> _Task prompt_
Render every line of the records below as a Markdown table with two columns, Row and Text. Number the rows in order and leave out blank lines.

> _Input_

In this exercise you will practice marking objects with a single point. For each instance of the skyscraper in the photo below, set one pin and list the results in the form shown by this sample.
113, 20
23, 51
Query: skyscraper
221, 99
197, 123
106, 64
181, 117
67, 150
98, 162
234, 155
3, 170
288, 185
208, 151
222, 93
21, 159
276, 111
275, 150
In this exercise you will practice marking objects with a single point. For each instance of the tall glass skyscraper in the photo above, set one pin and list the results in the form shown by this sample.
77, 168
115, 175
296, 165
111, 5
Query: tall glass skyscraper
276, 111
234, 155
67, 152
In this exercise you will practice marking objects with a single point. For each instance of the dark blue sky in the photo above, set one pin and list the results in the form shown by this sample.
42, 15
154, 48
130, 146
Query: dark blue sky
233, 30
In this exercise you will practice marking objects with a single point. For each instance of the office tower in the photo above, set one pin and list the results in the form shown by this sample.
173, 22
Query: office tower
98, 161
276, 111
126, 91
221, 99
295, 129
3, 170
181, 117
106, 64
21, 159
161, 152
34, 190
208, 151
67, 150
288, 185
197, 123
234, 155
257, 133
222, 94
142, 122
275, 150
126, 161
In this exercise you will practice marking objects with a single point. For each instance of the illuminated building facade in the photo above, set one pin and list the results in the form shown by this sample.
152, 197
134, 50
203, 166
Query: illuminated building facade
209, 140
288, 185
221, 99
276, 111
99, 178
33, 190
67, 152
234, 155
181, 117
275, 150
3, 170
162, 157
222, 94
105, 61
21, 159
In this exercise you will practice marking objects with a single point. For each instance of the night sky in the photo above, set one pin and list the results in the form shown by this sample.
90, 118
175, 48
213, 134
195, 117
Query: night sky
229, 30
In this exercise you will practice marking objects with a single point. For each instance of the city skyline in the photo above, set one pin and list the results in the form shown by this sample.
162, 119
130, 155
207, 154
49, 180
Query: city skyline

> _Result of the task_
| Row | Text |
|---|---|
| 1 | In this exercise you will practice marking objects with a single point. For each instance of the skyscraper in the photo below, set one pin and list the results in the form shown by this sample. |
| 2 | 113, 20 |
| 3 | 23, 51 |
| 4 | Query: skyscraper |
| 5 | 221, 99 |
| 6 | 197, 123 |
| 7 | 106, 64 |
| 8 | 181, 117 |
| 9 | 67, 150 |
| 10 | 98, 162 |
| 11 | 234, 155 |
| 12 | 3, 170 |
| 13 | 288, 185 |
| 14 | 208, 151 |
| 15 | 222, 93 |
| 16 | 21, 159 |
| 17 | 276, 111 |
| 18 | 275, 150 |
| 19 | In this exercise you will practice marking objects with a single point. For each instance of the tall glass skyscraper in the photo above, set one pin and list the results in the form shown by this sample. |
| 20 | 77, 168 |
| 21 | 115, 175 |
| 22 | 296, 165 |
| 23 | 111, 5 |
| 24 | Query: tall glass skyscraper |
| 25 | 276, 111 |
| 26 | 234, 155 |
| 27 | 67, 152 |
| 28 | In this exercise you will practice marking objects with a single point. For each instance of the dark blue sky in the photo above, set one pin and list the results in the form shown by this sample. |
| 29 | 42, 15 |
| 30 | 154, 48 |
| 31 | 130, 146 |
| 32 | Query: dark blue sky |
| 33 | 233, 30 |
| 34 | In this exercise you will practice marking objects with a single point. For each instance of the office tower in the photo above, set one pin and list the results in the form shown by this sample. |
| 35 | 173, 22 |
| 36 | Query: office tower |
| 37 | 98, 161 |
| 38 | 276, 111 |
| 39 | 126, 91 |
| 40 | 221, 99 |
| 41 | 295, 129 |
| 42 | 3, 170 |
| 43 | 181, 117 |
| 44 | 106, 64 |
| 45 | 21, 159 |
| 46 | 161, 152 |
| 47 | 34, 190 |
| 48 | 208, 151 |
| 49 | 67, 150 |
| 50 | 288, 185 |
| 51 | 197, 123 |
| 52 | 234, 155 |
| 53 | 257, 133 |
| 54 | 222, 94 |
| 55 | 142, 122 |
| 56 | 275, 150 |
| 57 | 126, 161 |
| 58 | In this exercise you will practice marking objects with a single point. For each instance of the illuminated building facade in the photo above, set one pin and list the results in the form shown by this sample. |
| 59 | 152, 197 |
| 60 | 134, 50 |
| 61 | 203, 166 |
| 62 | Query: illuminated building facade |
| 63 | 209, 140 |
| 64 | 288, 185 |
| 65 | 221, 99 |
| 66 | 276, 111 |
| 67 | 99, 178 |
| 68 | 33, 190 |
| 69 | 67, 152 |
| 70 | 234, 155 |
| 71 | 181, 117 |
| 72 | 275, 150 |
| 73 | 3, 170 |
| 74 | 162, 157 |
| 75 | 222, 94 |
| 76 | 105, 61 |
| 77 | 21, 159 |
| 78 | In this exercise you will practice marking objects with a single point. For each instance of the night sky in the photo above, set one pin and list the results in the form shown by this sample. |
| 79 | 90, 118 |
| 80 | 175, 48 |
| 81 | 213, 134 |
| 82 | 195, 117 |
| 83 | Query: night sky |
| 84 | 229, 30 |
| 85 | In this exercise you will practice marking objects with a single point. For each instance of the city skyline in the photo above, set one pin and list the results in the form shown by this sample. |
| 86 | 162, 119 |
| 87 | 130, 155 |
| 88 | 207, 154 |
| 89 | 49, 180 |
| 90 | Query: city skyline |